BRANO SCELTO
======

Proseguendo lungo la discesa del clivus si viene avvolti dalle notevoli strutture conservate in altezza: si possono ammirare le scale che permettevano di salire sulla sommità del Palatino, i piani terrazzati con pitture in IV stile pompeiano dai colori vividi e stucchi che ancora consentono di apprezzare, anche se solo in minima parte, le meraviglie che decoravano questo palazzo.

Suggestivo è il cosiddetto “Ponte di Caligola”, attributo a questo imperatore da Pietro Rosa sulla base di un passo di Svetonio (Cal. XXII) nel quale l’antico biografo diceva che “congiunse il Palatino con il Campidoglio attraverso un ponte che scavalcava il tempio del Divo Augusto”. L’opera è invece databile ad età domizianea; si conserva per circa 16 metri di altezza su due piani ad arcate, con transenne marmoree (integrate con restauri a fine Ottocento) ma anche scale e pavimenti a mosaico bianco e nero che caratterizzano gli ambienti voltati posti nel loggiato al piano superiore. In questa porzione sono anche conservati stucchi decorativi a tema geometrico, con cornici che dovevano imitare i cassettoni marmorei della zona di rappresentanza.

Pitture visibili sul Ponte di Caligola (Foto Manuela Ferrari).
Particolare del Ponte di Caligola con stucchi e transenne (Foto Manuela Ferrari).

======

DATI RIPORTATI
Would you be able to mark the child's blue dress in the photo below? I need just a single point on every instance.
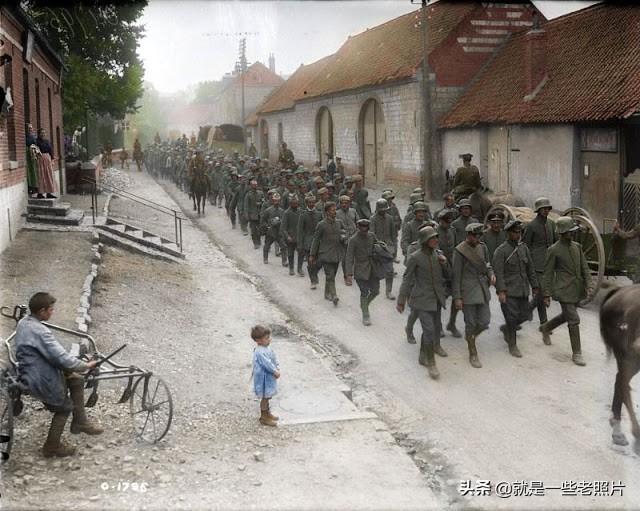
(265, 364)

======

Secondo il brano sul Ponte di Caligola, a quale età è databile l'opera? L'elenco non è necessario per lo svolgimento.

RISPOSTA AL PROBLEMA
All'età domizianea.